データ分析の作業が、とにかく非効率的になっていた

 かつて、XFLAG スタジオではAmazon Redshift(AWSが提供するデータウェアハウスサービス)の分析基盤にアクセスできるのは分析チームだけに限られていた。ビジネスチームのメンバーがごく簡単な分析をしたい場合でも、毎回、分析チームに依頼をする運用をしていたという。そのため、分析チームだけではタスクをさばききれなくなり、作業の待ちが発生していた。

 「これではお互いにとってつらい状態です。そこで、分析チーム以外のメンバーでも分析基盤を利用できるようにする方針になりました。データウェアハウスにApache Zeppelinという分析ツールをつなぎ、誰でもデータにアクセス可能にしたんです」

 しかし、この施策ではデータ分析の煩雑さが解消されなかった。理由は以下の5つにある。生島氏は順に解説した。

5つの問題点
5つの問題点

 まずは「仕様書を読まないと分析できない」という課題。例えば、ビジネスチームのメンバーが「ステージのクリア数をカウントしたい」と考えたとする。そして、その情報を得るには「striker_stages」テーブルの「state」カラムの値が2になっている行をカウントする必要があるとしよう。アプリケーションの仕様を知らないメンバーがこの作業を行えるかといえば、到底無理だ。「コードを読まないと分析できない」という課題も同様である。非エンジニアのメンバーにとって、コードを理解する難易度は極めて高い。
——————————
作業指示 =>
a: 本文によると、かつてAmazon Redshiftの分析基盤にアクセスできたのはどのチームに限られていましたか。
b: 本文のうち「しかし、この施策ではデータ分」から「理解する難易度は極めて高い。」までを、両端を含めて書き写してください。
次のリストは、本文とは別の出典から取ったものです。
——————————
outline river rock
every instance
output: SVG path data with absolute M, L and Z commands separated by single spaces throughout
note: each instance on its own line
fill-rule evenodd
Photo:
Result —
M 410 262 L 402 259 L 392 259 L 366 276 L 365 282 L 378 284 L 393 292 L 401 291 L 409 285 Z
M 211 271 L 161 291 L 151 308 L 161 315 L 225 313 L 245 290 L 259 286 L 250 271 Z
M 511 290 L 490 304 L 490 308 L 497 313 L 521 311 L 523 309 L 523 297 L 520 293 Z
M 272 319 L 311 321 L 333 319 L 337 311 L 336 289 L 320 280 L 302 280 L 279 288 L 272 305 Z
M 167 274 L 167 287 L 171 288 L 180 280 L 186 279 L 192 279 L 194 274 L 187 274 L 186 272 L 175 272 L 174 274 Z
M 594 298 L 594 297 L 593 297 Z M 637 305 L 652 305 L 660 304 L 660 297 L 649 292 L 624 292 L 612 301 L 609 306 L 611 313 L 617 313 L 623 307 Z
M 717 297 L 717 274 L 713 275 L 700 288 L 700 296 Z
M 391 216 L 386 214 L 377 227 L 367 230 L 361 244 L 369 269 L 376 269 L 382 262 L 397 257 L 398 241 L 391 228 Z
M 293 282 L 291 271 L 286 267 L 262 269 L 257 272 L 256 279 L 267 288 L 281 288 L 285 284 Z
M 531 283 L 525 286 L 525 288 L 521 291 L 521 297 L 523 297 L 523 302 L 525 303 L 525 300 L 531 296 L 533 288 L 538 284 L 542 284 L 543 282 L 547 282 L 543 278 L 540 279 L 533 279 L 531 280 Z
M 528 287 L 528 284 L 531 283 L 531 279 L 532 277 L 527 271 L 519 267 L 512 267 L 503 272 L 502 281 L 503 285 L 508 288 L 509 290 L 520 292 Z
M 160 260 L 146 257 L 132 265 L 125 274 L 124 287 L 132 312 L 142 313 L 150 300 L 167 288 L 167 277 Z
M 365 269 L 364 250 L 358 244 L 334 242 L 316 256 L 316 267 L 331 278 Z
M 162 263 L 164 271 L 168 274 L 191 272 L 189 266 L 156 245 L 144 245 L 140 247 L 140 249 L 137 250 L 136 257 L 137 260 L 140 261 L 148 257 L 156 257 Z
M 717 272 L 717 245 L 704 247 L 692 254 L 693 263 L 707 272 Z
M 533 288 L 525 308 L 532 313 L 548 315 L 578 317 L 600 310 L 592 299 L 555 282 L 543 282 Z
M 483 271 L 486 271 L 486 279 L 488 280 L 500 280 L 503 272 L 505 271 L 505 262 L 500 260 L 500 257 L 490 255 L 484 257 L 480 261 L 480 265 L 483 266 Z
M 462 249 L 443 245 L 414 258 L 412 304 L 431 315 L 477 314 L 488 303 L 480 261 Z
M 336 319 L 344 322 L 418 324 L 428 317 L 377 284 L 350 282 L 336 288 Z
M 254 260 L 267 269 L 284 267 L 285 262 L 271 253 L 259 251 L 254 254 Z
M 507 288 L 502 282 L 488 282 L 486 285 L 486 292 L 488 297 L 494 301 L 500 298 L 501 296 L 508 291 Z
——————————
解答一覧 =>
a: 分析チームだけに限られていました。

b:
しかし、この施策ではデータ分析の煩雑さが解消されなかった。理由は以下の5つにある。生島氏は順に解説した。

5つの問題点
5つの問題点

 まずは「仕様書を読まないと分析できない」という課題。例えば、ビジネスチームのメンバーが「ステージのクリア数をカウントしたい」と考えたとする。そして、その情報を得るには「striker_stages」テーブルの「state」カラムの値が2になっている行をカウントする必要があるとしよう。アプリケーションの仕様を知らないメンバーがこの作業を行えるかといえば、到底無理だ。「コードを読まないと分析できない」という課題も同様である。非エンジニアのメンバーにとって、コードを理解する難易度は極めて高い。